--- DATA FOR PROCESSING ---

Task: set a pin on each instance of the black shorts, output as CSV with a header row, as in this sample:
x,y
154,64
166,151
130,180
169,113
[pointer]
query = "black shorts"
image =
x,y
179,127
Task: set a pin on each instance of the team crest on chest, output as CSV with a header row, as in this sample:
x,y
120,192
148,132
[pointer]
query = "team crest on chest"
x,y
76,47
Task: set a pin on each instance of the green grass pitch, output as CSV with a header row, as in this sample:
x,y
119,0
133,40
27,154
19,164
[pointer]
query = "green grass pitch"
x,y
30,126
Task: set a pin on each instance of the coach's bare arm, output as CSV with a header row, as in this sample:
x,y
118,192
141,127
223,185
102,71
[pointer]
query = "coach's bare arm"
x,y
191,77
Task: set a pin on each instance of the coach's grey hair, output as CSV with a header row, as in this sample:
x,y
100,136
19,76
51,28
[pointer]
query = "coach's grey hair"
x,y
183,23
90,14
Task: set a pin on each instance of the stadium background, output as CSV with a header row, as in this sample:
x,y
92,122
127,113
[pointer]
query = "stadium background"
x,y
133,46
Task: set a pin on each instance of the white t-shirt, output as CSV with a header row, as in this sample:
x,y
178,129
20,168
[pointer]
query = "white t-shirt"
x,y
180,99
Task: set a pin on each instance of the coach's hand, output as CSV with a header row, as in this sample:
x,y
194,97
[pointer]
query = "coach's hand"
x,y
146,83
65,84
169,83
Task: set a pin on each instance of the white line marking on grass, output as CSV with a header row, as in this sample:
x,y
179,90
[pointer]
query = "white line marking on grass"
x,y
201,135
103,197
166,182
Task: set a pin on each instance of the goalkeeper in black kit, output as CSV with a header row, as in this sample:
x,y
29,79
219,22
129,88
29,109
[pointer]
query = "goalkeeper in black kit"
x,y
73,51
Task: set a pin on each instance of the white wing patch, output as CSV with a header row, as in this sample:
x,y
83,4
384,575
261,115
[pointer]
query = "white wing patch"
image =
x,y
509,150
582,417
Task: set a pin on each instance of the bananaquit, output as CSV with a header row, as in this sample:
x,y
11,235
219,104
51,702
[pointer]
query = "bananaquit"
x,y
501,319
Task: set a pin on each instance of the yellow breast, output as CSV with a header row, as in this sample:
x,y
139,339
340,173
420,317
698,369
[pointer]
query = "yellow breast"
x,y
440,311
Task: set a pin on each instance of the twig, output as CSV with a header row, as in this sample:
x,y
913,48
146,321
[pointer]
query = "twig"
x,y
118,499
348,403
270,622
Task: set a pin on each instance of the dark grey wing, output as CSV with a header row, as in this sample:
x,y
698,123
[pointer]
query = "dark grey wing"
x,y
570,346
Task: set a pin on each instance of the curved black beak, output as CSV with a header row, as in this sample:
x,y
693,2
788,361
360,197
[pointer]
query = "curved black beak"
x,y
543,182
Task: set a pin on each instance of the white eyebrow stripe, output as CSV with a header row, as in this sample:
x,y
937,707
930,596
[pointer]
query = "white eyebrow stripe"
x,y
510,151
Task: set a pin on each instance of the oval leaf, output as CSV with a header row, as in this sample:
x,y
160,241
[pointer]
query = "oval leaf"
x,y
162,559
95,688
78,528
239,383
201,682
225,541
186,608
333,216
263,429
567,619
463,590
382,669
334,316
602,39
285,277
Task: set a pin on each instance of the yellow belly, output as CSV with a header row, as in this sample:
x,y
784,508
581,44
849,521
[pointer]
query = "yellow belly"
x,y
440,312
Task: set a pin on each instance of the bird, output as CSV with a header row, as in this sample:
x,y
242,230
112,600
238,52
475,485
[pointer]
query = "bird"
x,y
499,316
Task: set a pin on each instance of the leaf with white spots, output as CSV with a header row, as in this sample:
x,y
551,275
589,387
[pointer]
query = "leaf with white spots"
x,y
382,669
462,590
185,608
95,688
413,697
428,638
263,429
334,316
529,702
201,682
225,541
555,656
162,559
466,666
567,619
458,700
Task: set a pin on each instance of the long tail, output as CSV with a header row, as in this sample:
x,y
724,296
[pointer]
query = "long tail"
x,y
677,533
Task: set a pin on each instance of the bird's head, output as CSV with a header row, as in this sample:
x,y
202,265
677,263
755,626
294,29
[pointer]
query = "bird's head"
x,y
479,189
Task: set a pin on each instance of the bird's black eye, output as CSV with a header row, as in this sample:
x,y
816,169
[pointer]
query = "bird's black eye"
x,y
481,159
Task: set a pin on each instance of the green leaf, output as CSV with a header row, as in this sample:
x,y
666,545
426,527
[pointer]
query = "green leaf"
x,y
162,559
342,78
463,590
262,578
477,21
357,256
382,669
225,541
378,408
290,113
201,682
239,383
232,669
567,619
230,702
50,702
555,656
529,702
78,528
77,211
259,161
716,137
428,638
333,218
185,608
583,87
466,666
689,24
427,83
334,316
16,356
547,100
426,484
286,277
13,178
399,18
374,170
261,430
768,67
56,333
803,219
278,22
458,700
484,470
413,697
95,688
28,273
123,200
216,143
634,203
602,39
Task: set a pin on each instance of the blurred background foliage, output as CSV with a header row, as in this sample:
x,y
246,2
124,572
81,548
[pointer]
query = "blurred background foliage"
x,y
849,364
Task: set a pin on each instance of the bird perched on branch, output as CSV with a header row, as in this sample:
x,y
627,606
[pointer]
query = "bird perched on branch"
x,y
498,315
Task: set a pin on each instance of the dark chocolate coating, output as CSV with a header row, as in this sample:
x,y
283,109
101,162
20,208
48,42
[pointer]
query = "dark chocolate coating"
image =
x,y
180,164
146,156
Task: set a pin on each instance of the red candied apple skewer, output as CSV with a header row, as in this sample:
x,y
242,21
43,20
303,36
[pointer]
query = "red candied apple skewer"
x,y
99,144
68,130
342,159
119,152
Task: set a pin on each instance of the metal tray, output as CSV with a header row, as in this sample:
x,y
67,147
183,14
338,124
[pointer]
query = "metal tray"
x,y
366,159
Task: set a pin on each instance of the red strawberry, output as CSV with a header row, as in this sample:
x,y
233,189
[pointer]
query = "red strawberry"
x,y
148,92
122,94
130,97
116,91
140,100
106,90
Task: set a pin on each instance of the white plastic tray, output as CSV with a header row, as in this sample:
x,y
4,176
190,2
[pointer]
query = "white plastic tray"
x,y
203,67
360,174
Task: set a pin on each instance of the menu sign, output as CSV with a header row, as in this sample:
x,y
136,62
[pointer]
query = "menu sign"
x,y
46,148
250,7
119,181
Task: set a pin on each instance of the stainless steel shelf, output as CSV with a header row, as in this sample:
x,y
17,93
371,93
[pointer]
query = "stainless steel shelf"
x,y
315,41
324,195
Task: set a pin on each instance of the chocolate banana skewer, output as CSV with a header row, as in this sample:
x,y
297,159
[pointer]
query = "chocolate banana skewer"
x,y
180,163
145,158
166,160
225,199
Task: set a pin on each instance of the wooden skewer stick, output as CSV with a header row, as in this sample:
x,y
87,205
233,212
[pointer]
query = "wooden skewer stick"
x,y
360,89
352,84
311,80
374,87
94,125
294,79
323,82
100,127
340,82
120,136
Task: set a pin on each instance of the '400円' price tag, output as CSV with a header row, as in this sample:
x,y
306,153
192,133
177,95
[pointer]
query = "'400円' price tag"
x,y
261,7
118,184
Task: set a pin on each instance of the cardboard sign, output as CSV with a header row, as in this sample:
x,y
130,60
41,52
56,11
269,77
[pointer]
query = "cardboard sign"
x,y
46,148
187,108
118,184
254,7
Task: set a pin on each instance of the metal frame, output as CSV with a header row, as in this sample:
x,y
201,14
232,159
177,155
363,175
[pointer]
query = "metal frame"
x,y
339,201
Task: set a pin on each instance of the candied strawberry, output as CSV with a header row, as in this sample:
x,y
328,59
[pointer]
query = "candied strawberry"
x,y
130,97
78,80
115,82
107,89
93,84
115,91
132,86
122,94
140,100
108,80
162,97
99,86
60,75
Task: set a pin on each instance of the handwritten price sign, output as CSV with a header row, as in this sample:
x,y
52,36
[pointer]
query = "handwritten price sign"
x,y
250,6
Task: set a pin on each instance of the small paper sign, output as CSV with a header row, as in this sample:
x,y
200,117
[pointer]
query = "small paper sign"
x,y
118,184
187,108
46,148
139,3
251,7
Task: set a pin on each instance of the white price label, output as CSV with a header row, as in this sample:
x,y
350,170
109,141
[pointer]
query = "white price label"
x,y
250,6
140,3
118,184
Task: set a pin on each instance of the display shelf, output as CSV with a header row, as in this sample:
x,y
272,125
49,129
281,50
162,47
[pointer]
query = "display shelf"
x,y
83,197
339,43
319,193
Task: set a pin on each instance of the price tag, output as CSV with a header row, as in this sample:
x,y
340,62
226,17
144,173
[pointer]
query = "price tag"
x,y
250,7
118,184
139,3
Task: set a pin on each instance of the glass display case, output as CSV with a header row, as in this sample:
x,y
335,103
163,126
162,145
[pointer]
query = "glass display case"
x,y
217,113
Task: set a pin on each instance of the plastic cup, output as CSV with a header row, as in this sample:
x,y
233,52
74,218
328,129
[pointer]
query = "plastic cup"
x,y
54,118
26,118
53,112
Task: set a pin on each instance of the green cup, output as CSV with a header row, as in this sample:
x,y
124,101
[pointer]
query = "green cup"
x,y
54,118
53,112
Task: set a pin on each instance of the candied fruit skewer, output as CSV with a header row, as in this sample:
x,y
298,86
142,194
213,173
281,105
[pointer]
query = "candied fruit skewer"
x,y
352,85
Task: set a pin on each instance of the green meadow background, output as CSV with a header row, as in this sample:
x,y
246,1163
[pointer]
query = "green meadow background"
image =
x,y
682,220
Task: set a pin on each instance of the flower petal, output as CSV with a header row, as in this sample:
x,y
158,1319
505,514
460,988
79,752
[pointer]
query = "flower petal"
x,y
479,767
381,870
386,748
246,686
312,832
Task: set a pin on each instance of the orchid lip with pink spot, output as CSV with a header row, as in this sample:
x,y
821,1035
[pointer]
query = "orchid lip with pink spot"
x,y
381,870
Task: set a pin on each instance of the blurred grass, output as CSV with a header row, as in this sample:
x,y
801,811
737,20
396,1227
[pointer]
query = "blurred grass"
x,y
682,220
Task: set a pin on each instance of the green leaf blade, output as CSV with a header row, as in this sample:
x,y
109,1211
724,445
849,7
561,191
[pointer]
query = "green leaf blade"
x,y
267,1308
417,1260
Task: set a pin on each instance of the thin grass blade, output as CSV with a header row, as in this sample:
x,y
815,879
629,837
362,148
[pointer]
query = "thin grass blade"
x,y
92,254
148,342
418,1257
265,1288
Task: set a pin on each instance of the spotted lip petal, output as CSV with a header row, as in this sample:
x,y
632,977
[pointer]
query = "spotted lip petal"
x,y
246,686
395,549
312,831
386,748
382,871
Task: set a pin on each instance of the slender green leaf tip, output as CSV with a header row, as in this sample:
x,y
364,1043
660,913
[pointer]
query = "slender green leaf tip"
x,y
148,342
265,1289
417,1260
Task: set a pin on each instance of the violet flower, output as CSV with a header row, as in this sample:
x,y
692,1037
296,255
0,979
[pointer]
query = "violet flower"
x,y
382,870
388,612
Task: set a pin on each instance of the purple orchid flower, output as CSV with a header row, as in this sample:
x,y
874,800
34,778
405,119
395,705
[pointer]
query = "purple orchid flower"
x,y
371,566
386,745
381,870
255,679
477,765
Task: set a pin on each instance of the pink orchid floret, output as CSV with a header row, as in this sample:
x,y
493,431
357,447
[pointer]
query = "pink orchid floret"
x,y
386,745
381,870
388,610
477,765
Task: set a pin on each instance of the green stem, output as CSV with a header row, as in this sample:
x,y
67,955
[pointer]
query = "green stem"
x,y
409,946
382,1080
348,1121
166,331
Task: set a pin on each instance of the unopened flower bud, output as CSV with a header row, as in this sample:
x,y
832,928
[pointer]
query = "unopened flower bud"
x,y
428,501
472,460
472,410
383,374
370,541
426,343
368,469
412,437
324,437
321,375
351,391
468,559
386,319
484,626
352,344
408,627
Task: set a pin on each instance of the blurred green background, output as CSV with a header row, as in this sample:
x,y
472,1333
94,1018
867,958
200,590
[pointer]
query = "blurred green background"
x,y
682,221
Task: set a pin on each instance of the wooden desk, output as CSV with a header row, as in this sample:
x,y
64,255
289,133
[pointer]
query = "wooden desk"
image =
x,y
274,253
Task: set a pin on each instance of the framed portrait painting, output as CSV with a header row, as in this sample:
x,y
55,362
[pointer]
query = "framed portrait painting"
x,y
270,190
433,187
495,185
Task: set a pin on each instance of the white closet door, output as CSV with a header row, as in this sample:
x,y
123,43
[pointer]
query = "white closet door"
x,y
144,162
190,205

---

STATED TASK:
Set down nothing but the lines from the one with "Task: set a pin on each instance of the purple" through the end of the records, keeping each line exactly as written and including both ends.

EXERCISE OUTPUT:
Task: set a pin on each instance of the purple orchid flower, output as CSV with a header row, as in this sample:
x,y
874,800
34,778
405,119
395,705
[pointer]
query = "purple orchid flower"
x,y
371,566
386,745
381,870
255,679
477,765
Task: set a pin on each instance of the pink orchid floret, output as CSV with a header row, as in this sample:
x,y
493,431
357,447
[pointer]
query = "pink orchid floret"
x,y
386,745
381,870
388,610
477,765
Task: set a pin on each instance of the green stem, output as CSV with a header row, as in this sample:
x,y
67,955
[pointer]
query = "green stem"
x,y
409,946
382,1080
348,1121
166,331
Task: set a pin on each instance of the unopened flower bud, output as CSV with a header row, as in this sample:
x,y
832,928
[pointer]
query = "unopened flower bud"
x,y
428,501
472,460
472,410
383,374
370,541
426,343
368,469
412,437
324,437
321,375
351,391
468,559
386,319
484,626
352,344
408,627
Task: set a pin on each instance of the blurred green background, output as CSV with a header row, as in this sample:
x,y
472,1333
94,1018
867,958
200,590
[pointer]
query = "blurred green background"
x,y
682,221
Task: set a pin on each instance of the wooden desk, output as CSV with a header row, as in this sample:
x,y
64,255
289,133
[pointer]
query = "wooden desk"
image =
x,y
274,253
Task: set a pin on each instance of the framed portrait painting, output as CSV with a header row, as in this sample:
x,y
55,362
[pointer]
query = "framed portrait painting"
x,y
270,190
433,187
495,185
Task: set a pin on each instance of the white closet door, output as CSV with a header row, as in this sample:
x,y
123,43
[pointer]
query = "white closet door"
x,y
144,162
190,205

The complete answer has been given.